Copy each line from the entries that the word "slab" appears in.

****

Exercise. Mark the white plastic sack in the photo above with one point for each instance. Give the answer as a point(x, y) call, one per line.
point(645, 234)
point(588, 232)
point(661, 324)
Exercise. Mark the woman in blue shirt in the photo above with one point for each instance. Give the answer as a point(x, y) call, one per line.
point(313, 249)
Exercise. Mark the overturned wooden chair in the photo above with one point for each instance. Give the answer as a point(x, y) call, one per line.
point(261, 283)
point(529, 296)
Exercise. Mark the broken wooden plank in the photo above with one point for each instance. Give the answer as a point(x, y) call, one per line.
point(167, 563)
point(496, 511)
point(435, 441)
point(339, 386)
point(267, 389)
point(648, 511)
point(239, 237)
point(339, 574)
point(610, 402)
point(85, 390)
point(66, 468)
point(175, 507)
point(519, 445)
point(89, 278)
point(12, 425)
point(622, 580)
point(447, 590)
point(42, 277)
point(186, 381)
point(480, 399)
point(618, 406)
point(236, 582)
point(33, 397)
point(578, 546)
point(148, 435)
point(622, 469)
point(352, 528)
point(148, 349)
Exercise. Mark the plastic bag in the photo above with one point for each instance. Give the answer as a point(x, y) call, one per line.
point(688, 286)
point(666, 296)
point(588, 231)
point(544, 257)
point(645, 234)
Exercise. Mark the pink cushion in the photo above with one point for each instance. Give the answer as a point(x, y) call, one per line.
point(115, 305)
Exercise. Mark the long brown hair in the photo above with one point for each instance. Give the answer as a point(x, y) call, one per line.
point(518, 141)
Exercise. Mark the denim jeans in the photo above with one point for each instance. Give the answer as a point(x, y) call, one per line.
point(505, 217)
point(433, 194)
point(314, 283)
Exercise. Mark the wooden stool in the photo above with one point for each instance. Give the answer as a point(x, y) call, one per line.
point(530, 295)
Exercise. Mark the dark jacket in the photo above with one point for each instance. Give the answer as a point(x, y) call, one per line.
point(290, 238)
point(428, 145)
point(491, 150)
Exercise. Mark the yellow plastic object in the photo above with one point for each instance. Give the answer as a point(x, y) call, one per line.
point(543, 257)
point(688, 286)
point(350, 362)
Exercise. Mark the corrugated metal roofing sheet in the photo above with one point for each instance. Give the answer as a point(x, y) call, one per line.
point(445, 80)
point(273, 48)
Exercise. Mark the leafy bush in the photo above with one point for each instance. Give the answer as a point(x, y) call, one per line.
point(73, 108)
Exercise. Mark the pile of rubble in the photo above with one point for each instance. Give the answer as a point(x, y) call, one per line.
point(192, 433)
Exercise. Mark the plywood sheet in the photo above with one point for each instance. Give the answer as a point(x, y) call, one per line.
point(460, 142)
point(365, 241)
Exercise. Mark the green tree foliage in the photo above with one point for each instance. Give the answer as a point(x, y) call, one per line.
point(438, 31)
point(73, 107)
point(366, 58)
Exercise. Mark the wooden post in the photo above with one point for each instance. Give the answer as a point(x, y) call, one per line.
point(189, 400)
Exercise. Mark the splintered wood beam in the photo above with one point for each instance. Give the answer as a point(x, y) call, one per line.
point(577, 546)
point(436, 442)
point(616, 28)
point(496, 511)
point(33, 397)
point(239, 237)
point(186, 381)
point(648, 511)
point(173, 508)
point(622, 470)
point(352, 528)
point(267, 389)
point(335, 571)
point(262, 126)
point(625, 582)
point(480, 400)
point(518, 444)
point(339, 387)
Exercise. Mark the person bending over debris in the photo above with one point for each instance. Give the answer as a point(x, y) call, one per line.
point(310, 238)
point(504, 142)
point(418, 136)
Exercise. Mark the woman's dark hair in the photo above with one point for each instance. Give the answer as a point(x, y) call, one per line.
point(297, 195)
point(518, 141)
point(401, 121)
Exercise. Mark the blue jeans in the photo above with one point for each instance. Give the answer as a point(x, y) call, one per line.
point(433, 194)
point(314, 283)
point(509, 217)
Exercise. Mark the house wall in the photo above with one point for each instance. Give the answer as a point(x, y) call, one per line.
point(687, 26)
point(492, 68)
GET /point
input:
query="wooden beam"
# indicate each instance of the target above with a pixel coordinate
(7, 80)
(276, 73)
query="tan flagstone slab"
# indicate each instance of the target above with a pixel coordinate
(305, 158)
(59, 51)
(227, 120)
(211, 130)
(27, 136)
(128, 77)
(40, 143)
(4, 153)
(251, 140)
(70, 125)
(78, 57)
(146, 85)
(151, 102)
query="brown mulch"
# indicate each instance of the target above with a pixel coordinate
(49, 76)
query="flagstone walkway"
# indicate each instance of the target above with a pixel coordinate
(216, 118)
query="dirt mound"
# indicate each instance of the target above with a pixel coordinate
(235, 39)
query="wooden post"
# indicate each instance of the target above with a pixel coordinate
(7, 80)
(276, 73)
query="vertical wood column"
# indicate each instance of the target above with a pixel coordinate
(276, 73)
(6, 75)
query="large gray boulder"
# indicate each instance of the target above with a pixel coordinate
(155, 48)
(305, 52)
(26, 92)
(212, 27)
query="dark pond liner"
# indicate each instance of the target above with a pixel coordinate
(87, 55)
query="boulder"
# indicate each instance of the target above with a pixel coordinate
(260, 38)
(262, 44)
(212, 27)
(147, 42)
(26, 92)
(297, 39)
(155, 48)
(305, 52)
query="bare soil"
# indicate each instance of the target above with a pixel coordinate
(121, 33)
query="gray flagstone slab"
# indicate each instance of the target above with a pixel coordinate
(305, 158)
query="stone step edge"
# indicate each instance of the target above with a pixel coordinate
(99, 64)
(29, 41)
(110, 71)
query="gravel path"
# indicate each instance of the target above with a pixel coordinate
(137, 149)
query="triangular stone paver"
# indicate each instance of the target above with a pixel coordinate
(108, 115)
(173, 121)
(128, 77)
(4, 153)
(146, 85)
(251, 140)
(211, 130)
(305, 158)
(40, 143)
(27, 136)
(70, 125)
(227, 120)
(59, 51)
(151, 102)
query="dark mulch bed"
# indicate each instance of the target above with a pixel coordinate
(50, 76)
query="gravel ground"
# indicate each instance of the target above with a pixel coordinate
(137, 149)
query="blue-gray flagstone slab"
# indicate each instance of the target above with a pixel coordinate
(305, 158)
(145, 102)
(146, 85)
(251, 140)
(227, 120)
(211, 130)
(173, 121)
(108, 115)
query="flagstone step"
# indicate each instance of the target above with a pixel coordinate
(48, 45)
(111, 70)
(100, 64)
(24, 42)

****

**Answer to the problem**
query="tan flagstone slab"
query="gray flagstone slab"
query="blue-gray flagstone slab"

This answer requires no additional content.